* _Text passage_
————————

Thursday, December 22, 2011
Lornie Trail on 21 Dec 2011
At last, it was a bright and sunny Wednesday (21 Dec) morning after a few days of gloomy and stormy weather during our usual year-end monsoon season. I seized the opportunity and headed down to Lornie Trail which is just 15 minutes of a bus ride from my home.
What a lucky morning for me - a perfect Five Bar Swordtail (Pathysa antiphates itamputi ) welcomed me at my favourite spot near the reservoir edge, loitering around the area and occasionally checking the ground. I knew it would visit and feed the Mile-a-minute flowers after a few days' of "starvation" . Yes, true enough, it did.
A magnificent Papilionid with a pair of sword-like slender long tails, Five Bar Swordtail is a forest denizen which is always alert and fast on the wings. However, its uppersides are less attractive - predominantly white and unmarked.
This rather pristine female Malay Lacewing (Cethosia hypsea hypsina) was also busy feeding on the Mile-a-minute flowers. Unlike the Five Bar Swordtail, it fluttered slowly and gracefully amongst the flowers.
The underside wings are prettier but she was too shy to fold her wings up for me to snap a proper shot.
There were quite a few Chocolate Grass Yellows ( Eurema sari sodalis ) fluttering and frolicking in the morning sun. As usual, they were extremely alert but once they were feeding, we could quickly snapped a few shots.

————————

* _Extracted records_

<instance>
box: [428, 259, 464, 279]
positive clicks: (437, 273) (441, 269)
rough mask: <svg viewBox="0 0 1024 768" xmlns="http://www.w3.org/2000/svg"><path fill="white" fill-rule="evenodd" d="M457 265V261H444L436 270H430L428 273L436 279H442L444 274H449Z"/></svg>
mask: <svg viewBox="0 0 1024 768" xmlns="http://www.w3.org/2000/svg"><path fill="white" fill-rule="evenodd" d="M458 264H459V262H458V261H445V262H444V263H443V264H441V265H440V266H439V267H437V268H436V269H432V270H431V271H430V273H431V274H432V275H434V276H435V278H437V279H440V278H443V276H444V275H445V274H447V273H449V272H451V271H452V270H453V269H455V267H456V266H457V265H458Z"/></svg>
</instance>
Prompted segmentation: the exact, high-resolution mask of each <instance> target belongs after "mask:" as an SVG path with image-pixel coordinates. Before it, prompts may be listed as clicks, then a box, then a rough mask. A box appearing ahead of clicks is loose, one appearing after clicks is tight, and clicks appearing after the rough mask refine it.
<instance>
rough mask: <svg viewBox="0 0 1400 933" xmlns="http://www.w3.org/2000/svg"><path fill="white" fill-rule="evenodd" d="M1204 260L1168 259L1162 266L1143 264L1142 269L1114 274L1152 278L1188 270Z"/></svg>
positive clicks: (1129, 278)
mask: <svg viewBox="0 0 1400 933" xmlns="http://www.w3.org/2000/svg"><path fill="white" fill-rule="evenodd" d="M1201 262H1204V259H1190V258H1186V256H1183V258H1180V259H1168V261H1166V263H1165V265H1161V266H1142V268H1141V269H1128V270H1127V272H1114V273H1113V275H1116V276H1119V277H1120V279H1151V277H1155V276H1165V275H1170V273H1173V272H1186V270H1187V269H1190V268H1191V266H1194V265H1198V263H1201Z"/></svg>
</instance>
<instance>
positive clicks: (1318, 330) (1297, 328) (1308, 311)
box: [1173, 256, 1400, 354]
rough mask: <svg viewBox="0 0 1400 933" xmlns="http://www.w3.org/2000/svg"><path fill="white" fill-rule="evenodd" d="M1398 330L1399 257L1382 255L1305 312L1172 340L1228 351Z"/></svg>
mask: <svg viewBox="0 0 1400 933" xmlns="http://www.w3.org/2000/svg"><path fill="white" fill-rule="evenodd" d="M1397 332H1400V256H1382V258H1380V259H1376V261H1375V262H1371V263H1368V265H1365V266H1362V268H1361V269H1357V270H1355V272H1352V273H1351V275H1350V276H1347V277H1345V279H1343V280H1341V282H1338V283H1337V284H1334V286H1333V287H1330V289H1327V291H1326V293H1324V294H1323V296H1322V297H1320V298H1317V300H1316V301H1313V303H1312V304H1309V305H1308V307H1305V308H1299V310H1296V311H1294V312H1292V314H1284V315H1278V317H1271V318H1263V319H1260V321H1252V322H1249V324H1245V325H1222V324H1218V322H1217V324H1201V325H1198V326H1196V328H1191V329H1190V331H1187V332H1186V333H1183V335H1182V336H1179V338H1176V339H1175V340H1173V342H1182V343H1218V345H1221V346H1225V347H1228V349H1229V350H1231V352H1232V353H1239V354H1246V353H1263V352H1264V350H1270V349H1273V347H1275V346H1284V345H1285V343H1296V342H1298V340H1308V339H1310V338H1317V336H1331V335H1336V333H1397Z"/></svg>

————————

* _Problem to solve_
According to the Lornie Trail post, what flowers was the female Malay Lacewing feeding on?

* _Written solution_
Mile-a-minute flowers.